- **Текст для чтения**
---

• A
  • A
  • A
  • АБB
  • АБB
  • АБB
  • А
  • А
  • А
  • А
  • А
Обычная версия сайта

Мегафакультеты Вышки: размышления вслух

Мы продолжаем обсуждать на страницах «Академического форума» укрупнение факультетов Высшей школы экономики . Мнениями о преобразованиях на сей раз делятся эксперты в области изучения университетской культуры: Виталий Куренной, Елена Вишленкова и Александр Дмитриев.



Как Вы понимаете цель реформы?

Виталий Куренной, руководитель школы культурологии факультета гуманитарных наук НИУ ВШЭ

Создание мегафакультетов имеет, насколько я могу судить и по декларациям, и по реальным действиям, несколько целей. Это многослойная реформа, что затрудняет ее оценку «в целом». Также эта реформа совпадает с периодом сложностей в ресурсном обеспечении университета в общем кризисном институциональном контексте. Хочется, однако, надеяться на лучшее в том смысле, что некоторые вынужденные тактические изменения наложились случайно, имеют временный характер, а не сохранятся в качестве стратегической тенденции.

---

- **Условие задачи**
Перепечатайте фрагмент статьи о мегафакультетах Вышки начиная со слов «Как Вы понимаете» и заканчивая словами «качестве стратегической тенденции.» включительно. Записи здесь никакой роли не играют.

- **Сохранённые записи**
---

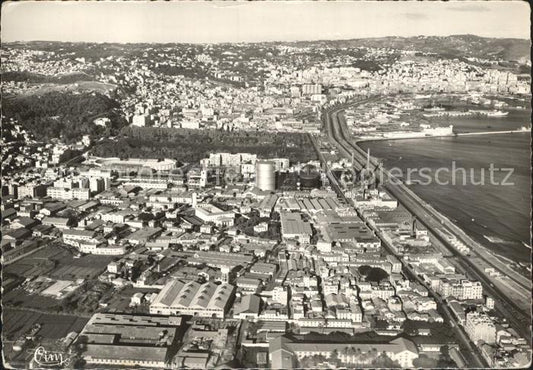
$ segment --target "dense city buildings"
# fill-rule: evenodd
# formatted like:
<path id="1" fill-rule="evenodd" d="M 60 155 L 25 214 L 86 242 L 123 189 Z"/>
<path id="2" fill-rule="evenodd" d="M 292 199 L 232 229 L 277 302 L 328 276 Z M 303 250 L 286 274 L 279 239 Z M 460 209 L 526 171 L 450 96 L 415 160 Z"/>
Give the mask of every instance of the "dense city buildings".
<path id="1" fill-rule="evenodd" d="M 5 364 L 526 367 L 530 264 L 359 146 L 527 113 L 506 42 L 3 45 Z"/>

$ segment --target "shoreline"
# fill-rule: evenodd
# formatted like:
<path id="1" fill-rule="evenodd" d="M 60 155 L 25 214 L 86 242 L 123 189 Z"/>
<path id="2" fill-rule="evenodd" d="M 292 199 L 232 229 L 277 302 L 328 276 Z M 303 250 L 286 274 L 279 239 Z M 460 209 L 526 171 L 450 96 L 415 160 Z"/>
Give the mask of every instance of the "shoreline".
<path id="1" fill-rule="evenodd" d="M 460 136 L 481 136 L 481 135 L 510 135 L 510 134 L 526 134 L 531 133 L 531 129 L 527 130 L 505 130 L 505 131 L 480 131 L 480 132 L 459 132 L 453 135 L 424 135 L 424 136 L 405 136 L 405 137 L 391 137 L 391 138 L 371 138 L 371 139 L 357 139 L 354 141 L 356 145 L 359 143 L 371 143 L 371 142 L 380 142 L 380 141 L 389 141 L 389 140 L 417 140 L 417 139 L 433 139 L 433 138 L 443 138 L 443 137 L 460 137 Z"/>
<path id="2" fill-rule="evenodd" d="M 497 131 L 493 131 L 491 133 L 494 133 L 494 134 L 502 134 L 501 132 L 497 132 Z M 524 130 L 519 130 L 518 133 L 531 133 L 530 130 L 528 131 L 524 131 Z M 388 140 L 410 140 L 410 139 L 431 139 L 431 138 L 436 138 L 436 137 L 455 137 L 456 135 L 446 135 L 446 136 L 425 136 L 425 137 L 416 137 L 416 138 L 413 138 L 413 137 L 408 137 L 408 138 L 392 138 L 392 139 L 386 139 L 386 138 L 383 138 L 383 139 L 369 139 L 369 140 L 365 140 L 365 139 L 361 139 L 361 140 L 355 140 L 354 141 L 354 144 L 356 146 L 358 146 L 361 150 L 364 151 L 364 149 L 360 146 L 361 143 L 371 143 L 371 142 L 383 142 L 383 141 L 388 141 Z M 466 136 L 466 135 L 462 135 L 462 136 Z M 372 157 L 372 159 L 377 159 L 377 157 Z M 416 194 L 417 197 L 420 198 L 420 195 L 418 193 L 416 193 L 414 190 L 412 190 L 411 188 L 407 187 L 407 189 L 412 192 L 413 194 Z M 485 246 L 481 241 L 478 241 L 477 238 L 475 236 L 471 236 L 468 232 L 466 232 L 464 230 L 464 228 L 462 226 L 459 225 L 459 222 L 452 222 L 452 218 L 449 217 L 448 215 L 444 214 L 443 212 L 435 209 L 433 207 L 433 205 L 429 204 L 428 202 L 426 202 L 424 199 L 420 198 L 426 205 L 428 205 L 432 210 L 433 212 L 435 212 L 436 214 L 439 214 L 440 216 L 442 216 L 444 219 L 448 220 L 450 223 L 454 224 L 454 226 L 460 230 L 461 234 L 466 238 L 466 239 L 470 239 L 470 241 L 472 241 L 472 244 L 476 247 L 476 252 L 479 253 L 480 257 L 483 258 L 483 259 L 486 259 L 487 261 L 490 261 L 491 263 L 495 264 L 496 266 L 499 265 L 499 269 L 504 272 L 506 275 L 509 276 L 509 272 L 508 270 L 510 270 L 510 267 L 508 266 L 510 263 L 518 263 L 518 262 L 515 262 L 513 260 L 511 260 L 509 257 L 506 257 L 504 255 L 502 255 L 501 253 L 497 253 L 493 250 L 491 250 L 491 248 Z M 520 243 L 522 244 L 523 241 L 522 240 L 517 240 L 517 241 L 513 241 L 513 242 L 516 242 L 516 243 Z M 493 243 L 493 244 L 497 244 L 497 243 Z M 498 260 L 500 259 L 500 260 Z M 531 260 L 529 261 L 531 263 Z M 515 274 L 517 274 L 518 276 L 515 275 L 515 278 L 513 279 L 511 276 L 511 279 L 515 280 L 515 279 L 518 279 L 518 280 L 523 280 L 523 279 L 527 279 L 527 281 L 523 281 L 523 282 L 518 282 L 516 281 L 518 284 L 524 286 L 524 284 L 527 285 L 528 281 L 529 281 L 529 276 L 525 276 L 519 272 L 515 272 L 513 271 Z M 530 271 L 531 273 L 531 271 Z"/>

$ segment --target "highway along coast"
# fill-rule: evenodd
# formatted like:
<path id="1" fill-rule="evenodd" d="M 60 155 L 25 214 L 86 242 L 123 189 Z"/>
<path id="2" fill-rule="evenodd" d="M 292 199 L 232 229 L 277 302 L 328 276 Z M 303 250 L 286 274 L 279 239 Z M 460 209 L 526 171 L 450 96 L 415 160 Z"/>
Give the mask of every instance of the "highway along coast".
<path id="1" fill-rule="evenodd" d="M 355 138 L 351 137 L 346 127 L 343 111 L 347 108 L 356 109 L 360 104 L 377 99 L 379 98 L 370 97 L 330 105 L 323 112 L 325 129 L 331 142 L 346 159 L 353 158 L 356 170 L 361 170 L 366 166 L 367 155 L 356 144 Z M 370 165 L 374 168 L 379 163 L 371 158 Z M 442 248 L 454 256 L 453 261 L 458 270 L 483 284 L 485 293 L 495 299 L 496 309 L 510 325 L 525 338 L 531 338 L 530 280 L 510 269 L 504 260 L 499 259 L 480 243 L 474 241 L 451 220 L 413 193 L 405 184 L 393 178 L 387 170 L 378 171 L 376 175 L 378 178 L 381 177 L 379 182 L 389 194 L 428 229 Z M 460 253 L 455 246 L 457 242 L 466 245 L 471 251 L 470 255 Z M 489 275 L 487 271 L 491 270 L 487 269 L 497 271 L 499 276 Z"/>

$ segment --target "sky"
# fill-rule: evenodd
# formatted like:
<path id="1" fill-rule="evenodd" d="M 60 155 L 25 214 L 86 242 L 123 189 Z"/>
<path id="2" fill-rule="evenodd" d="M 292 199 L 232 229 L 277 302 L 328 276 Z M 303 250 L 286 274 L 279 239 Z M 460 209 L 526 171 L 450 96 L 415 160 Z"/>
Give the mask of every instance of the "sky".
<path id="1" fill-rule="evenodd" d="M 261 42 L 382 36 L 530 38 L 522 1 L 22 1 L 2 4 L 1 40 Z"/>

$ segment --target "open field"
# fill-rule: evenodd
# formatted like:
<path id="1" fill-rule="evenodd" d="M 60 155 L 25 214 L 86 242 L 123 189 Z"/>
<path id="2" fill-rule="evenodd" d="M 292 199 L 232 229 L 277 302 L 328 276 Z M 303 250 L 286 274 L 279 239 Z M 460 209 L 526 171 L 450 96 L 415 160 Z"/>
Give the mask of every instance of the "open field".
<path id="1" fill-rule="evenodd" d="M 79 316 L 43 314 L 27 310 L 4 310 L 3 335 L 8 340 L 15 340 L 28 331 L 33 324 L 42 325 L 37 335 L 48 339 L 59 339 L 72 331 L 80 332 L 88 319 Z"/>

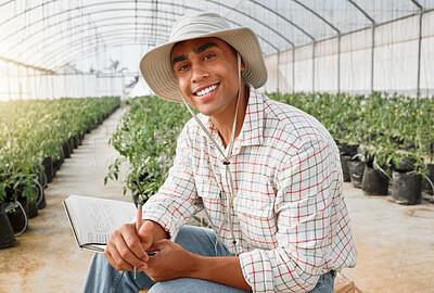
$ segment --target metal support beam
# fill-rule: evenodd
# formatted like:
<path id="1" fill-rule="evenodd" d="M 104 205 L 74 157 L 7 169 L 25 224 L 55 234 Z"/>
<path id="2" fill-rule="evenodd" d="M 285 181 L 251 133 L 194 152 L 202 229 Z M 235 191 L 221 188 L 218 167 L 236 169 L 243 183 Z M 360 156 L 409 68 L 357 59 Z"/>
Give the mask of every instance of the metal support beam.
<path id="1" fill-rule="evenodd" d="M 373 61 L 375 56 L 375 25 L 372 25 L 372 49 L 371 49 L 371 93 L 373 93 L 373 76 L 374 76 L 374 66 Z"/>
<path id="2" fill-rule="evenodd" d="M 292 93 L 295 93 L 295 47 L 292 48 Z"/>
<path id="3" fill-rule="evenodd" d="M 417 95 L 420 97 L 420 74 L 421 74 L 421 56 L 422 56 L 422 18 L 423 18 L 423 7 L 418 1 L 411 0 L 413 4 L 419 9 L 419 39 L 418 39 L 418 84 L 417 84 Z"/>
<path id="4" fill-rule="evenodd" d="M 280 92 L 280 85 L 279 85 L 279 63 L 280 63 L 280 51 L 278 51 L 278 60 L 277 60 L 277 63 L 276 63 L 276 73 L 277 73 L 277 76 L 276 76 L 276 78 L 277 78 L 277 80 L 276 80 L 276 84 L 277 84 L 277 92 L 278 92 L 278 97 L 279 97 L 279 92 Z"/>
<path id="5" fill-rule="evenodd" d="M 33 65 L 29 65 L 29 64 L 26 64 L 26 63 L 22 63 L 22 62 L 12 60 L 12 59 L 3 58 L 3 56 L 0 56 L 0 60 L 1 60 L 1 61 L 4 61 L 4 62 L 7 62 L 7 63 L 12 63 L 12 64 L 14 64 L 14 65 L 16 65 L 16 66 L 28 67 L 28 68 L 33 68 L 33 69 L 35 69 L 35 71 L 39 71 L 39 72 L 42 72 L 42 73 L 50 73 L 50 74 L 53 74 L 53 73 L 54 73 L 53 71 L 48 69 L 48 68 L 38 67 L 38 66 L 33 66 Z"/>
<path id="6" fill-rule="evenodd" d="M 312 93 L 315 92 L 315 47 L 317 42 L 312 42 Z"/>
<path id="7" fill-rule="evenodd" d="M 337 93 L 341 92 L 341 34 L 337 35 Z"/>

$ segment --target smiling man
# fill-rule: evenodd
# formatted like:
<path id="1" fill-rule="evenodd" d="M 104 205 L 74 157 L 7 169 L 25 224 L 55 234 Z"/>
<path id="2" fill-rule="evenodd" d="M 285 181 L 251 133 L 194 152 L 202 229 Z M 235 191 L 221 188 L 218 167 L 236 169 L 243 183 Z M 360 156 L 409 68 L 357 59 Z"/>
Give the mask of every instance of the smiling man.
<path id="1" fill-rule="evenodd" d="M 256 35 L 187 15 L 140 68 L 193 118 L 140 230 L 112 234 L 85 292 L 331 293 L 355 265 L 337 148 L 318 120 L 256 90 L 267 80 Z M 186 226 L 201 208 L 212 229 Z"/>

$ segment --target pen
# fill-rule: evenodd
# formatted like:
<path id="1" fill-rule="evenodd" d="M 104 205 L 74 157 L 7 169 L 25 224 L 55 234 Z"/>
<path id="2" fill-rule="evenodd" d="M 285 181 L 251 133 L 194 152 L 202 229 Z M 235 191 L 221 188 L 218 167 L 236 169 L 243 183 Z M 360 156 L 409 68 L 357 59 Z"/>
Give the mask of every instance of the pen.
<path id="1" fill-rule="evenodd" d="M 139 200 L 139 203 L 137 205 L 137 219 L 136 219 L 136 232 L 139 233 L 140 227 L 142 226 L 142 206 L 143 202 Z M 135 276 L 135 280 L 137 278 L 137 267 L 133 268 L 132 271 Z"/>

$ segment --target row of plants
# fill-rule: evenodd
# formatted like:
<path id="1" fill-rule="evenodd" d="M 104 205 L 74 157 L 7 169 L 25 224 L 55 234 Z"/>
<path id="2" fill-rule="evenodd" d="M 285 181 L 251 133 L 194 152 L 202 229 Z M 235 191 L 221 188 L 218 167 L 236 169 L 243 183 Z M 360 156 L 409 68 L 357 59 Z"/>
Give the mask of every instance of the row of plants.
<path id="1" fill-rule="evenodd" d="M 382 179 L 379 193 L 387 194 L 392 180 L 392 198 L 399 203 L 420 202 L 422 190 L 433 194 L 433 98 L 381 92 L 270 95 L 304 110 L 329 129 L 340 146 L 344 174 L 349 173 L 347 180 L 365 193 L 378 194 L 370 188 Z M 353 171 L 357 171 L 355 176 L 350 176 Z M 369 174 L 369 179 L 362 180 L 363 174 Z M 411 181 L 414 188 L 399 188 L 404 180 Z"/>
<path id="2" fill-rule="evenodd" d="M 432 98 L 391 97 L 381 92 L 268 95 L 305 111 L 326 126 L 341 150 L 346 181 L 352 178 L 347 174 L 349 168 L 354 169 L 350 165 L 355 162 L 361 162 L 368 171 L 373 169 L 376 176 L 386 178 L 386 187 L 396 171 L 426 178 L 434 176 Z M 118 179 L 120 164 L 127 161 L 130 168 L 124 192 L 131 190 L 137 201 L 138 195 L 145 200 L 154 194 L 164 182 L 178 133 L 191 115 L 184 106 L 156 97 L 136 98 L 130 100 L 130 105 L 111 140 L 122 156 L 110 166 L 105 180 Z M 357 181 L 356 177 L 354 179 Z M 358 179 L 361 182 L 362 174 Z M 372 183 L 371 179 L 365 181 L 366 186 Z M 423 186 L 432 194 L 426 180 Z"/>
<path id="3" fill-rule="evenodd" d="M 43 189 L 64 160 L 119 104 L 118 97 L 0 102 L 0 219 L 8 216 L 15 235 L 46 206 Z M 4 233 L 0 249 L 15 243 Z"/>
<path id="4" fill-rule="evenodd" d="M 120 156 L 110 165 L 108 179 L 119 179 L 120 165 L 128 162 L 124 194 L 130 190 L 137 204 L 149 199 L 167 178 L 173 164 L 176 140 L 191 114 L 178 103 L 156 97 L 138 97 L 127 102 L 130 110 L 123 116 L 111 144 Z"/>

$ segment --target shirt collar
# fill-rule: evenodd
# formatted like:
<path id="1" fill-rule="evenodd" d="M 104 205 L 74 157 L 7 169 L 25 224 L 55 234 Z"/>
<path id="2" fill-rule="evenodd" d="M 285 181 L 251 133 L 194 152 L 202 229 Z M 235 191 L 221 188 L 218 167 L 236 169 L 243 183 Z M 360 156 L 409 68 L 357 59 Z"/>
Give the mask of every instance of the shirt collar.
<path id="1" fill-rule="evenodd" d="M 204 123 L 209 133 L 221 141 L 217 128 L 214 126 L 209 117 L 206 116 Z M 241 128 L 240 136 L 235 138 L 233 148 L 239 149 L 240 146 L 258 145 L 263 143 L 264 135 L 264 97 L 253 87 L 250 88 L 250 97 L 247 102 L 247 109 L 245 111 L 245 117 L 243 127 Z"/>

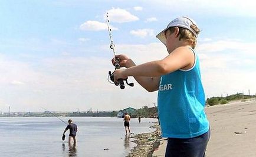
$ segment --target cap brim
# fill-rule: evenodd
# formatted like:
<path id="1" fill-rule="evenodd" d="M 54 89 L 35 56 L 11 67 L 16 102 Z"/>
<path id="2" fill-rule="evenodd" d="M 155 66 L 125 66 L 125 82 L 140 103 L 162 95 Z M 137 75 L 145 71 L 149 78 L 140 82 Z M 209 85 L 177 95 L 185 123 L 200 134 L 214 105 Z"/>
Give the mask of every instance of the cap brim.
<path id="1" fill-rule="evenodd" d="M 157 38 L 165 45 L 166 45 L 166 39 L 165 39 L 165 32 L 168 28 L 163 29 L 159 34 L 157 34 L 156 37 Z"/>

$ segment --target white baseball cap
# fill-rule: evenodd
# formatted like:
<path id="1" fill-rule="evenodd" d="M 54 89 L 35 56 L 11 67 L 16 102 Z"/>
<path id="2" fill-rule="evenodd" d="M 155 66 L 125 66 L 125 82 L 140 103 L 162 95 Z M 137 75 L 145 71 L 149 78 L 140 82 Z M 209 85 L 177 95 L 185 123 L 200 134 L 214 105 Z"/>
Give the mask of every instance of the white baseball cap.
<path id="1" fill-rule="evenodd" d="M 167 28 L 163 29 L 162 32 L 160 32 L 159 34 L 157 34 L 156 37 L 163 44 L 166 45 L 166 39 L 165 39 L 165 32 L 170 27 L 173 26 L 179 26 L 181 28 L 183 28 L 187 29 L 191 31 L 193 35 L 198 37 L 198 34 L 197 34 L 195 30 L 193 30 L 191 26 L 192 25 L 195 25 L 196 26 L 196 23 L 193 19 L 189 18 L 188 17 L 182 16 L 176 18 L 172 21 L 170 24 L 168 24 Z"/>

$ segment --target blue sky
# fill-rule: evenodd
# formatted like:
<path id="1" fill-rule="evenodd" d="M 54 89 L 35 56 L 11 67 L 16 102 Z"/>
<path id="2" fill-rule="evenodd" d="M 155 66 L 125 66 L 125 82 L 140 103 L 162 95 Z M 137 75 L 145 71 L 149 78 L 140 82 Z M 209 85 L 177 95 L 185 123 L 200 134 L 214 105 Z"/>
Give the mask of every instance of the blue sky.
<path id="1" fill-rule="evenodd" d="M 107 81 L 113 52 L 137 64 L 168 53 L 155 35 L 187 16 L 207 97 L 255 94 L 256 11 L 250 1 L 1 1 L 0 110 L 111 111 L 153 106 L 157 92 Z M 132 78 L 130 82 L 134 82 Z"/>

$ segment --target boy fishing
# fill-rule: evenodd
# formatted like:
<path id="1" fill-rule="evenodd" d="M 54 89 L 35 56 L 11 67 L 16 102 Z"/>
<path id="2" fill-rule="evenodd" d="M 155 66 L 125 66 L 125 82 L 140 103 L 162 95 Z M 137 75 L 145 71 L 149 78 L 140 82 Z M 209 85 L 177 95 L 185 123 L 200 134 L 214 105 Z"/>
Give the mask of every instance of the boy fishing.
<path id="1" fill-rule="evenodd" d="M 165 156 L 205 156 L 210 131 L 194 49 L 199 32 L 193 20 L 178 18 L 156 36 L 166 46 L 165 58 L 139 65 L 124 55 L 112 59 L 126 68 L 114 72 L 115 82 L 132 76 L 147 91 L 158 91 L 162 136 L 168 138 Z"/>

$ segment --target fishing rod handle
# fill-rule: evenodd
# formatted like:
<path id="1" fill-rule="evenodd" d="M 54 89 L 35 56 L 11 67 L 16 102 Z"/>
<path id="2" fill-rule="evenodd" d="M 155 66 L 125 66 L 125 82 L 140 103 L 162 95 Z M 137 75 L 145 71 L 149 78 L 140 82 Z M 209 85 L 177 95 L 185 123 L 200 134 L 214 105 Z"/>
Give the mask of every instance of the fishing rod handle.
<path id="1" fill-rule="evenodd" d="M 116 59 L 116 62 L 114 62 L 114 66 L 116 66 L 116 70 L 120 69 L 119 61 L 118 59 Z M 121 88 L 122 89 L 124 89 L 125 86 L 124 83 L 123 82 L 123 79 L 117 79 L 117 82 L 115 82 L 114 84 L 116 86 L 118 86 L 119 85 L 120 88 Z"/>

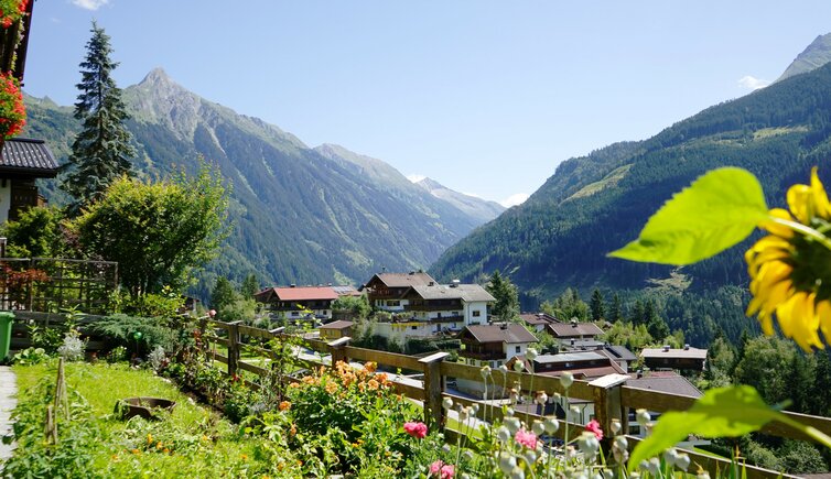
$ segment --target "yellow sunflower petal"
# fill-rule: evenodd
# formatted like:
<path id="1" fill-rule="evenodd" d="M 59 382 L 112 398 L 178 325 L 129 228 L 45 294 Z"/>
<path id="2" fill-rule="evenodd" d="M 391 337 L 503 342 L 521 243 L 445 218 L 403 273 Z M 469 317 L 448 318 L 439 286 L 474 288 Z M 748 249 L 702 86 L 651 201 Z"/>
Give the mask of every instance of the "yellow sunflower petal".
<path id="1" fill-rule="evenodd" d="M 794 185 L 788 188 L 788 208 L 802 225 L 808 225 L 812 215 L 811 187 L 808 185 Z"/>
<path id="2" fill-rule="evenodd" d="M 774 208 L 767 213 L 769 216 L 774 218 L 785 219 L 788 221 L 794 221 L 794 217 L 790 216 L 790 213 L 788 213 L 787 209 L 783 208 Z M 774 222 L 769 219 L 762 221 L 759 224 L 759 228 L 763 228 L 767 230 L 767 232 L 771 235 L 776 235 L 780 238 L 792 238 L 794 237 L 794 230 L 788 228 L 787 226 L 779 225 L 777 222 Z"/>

---

- **Решение задания**
Как Вы понимаете цель реформы?

Виталий Куренной, руководитель школы культурологии факультета гуманитарных наук НИУ ВШЭ

Создание мегафакультетов имеет, насколько я могу судить и по декларациям, и по реальным действиям, несколько целей. Это многослойная реформа, что затрудняет ее оценку «в целом». Также эта реформа совпадает с периодом сложностей в ресурсном обеспечении университета в общем кризисном институциональном контексте. Хочется, однако, надеяться на лучшее в том смысле, что некоторые вынужденные тактические изменения наложились случайно, имеют временный характер, а не сохранятся в качестве стратегической тенденции.